» **Work instructions**
Please turn every line of the records below into a Markdown table with the columns Row and Line, numbering the rows and leaving out blank lines.

» **Supplied information**

—————

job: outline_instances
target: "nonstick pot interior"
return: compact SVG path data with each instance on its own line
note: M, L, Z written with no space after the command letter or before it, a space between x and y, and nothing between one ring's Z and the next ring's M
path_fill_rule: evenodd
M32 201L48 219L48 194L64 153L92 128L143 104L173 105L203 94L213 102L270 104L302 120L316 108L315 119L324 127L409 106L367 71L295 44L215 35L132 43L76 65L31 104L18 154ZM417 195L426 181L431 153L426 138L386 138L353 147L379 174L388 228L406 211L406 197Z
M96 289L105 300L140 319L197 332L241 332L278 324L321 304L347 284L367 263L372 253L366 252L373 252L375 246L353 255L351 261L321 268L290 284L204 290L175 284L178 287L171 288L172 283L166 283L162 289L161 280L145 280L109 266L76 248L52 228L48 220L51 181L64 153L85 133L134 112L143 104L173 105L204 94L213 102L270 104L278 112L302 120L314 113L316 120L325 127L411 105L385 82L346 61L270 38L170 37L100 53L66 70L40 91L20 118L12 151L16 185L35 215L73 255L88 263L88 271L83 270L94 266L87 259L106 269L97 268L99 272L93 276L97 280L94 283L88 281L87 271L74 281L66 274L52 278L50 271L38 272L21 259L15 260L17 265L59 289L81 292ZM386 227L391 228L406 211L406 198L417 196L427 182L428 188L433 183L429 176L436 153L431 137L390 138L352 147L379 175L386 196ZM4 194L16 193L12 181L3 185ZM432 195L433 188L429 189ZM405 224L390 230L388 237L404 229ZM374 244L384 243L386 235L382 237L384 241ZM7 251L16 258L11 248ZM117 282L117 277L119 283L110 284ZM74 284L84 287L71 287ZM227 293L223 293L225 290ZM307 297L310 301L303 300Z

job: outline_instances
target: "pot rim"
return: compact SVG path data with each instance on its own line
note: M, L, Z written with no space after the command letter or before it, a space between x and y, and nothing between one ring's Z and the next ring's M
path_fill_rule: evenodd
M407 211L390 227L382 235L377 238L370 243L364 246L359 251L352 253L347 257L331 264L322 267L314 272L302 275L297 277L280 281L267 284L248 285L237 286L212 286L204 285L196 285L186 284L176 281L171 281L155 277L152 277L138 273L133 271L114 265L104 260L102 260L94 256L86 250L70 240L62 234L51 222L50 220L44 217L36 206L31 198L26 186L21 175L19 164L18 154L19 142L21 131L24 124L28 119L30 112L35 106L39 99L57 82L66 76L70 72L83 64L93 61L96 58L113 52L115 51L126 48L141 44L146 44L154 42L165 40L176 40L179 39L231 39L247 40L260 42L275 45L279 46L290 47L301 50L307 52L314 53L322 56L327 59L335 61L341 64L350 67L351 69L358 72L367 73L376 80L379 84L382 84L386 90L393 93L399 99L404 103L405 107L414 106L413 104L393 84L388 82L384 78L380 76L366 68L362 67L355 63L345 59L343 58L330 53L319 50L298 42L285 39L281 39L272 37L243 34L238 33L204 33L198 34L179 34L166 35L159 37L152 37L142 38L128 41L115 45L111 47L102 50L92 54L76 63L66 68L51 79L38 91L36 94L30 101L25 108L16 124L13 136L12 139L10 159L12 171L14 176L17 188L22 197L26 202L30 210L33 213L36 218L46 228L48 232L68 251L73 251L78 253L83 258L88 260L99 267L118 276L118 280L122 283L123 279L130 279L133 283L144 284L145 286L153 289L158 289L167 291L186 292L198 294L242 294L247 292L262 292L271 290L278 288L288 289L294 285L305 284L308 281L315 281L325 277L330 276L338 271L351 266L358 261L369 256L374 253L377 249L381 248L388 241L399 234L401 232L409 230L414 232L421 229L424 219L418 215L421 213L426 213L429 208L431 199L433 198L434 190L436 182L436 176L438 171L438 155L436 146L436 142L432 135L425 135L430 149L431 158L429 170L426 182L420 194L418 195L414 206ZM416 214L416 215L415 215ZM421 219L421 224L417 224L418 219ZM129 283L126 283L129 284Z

—————

» **The answer**
| Row | Line |
|---|---|
| 1 | job: outline_instances |
| 2 | target: "nonstick pot interior" |
| 3 | return: compact SVG path data with each instance on its own line |
| 4 | note: M, L, Z written with no space after the command letter or before it, a space between x and y, and nothing between one ring's Z and the next ring's M |
| 5 | path_fill_rule: evenodd |
| 6 | M32 201L48 219L48 194L64 153L92 128L143 104L173 105L203 94L213 102L270 104L302 120L316 108L315 119L324 127L409 106L367 71L295 44L215 35L132 43L76 65L31 104L18 154ZM417 195L426 181L431 153L426 138L386 138L353 147L379 174L388 228L406 211L406 197Z |
| 7 | M96 289L105 300L140 319L197 332L241 332L278 324L321 304L347 284L367 263L372 253L366 252L373 252L375 246L353 255L351 261L321 268L290 284L204 290L175 284L178 287L171 288L172 283L166 283L162 289L161 280L145 280L109 266L76 248L52 228L48 220L51 181L64 153L85 133L134 112L143 104L173 105L204 94L213 102L270 104L278 112L302 120L314 113L316 120L325 127L411 105L385 82L346 61L270 38L170 37L100 53L66 70L40 91L20 118L12 151L16 185L35 215L73 255L88 263L88 271L83 270L94 266L87 259L106 269L97 268L99 272L93 276L97 280L94 283L88 281L87 271L74 281L66 274L52 278L50 271L38 272L21 259L15 260L17 265L59 289L81 292ZM386 227L391 228L406 211L406 198L417 196L427 182L428 188L433 183L429 176L436 153L431 137L390 138L352 147L379 175L386 196ZM4 194L16 193L12 181L3 185ZM432 195L433 188L429 189ZM405 224L390 230L388 237L404 229ZM374 244L384 243L386 235L382 237L384 241ZM7 251L16 258L11 248ZM117 282L117 277L119 283L110 284ZM74 284L84 287L71 287ZM227 293L223 293L225 290ZM307 297L310 301L303 300Z |
| 8 | job: outline_instances |
| 9 | target: "pot rim" |
| 10 | return: compact SVG path data with each instance on its own line |
| 11 | note: M, L, Z written with no space after the command letter or before it, a space between x and y, and nothing between one ring's Z and the next ring's M |
| 12 | path_fill_rule: evenodd |
| 13 | M407 211L390 227L382 235L377 238L370 243L364 246L359 251L352 253L347 257L331 264L322 267L314 272L302 275L297 277L280 281L267 284L248 285L237 286L212 286L204 285L196 285L186 284L176 281L171 281L155 277L152 277L138 273L133 271L114 265L104 260L102 260L94 256L86 250L70 240L62 234L51 222L50 220L44 217L36 206L31 198L26 186L21 175L19 164L18 154L19 142L21 131L24 124L28 119L30 112L35 106L39 99L57 82L66 76L70 72L83 64L93 61L96 58L113 52L115 51L126 48L141 44L146 44L154 42L165 40L176 40L179 39L231 39L247 40L260 42L275 45L279 46L290 47L301 50L307 52L314 53L322 56L327 59L335 61L341 64L350 67L351 69L358 72L367 73L376 80L379 84L382 84L386 90L393 93L399 99L404 103L405 107L414 106L413 104L393 84L388 82L384 78L380 76L366 68L362 67L355 63L345 59L343 58L330 53L319 50L298 42L285 39L281 39L272 37L243 34L238 33L204 33L198 34L179 34L166 35L159 37L152 37L142 38L128 41L115 45L111 47L102 50L92 54L76 63L66 68L51 79L38 91L36 94L30 101L25 108L16 124L13 136L12 139L10 159L12 171L14 176L17 188L22 197L26 202L30 210L33 213L36 218L46 228L48 232L68 251L73 251L78 253L83 258L88 260L99 267L118 276L118 280L122 283L123 279L130 279L133 283L144 284L145 286L153 289L158 289L167 291L186 292L198 294L242 294L247 292L262 292L271 290L278 288L288 289L294 285L305 284L308 281L315 281L325 277L330 276L338 271L351 266L358 261L369 256L374 253L377 249L381 248L388 241L399 234L401 232L409 230L414 232L421 229L424 219L418 215L421 213L426 213L429 208L431 199L433 198L434 190L436 182L436 176L438 171L438 155L436 146L436 142L432 135L425 135L430 149L431 158L429 170L426 182L420 194L418 195L414 206ZM416 214L416 215L415 215ZM421 219L421 224L417 224L418 219ZM129 283L126 283L129 284Z |